Task prompt:
The entire listing below is to be written out exactly, minus the pictures.

The data:

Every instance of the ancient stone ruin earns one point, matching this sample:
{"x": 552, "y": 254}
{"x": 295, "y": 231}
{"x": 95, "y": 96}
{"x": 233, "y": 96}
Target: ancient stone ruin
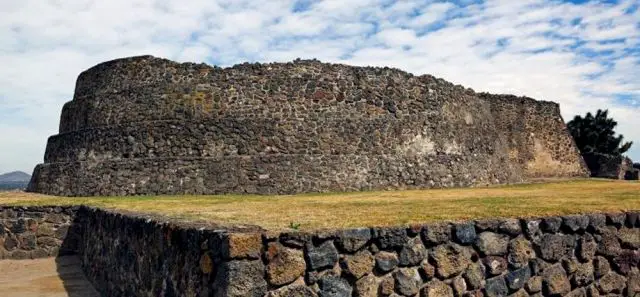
{"x": 145, "y": 125}
{"x": 610, "y": 166}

Response area:
Every instance of the ancient stone ruin earns one point, matching this sample:
{"x": 552, "y": 254}
{"x": 295, "y": 231}
{"x": 95, "y": 96}
{"x": 233, "y": 96}
Target: ancient stone ruin
{"x": 145, "y": 125}
{"x": 610, "y": 166}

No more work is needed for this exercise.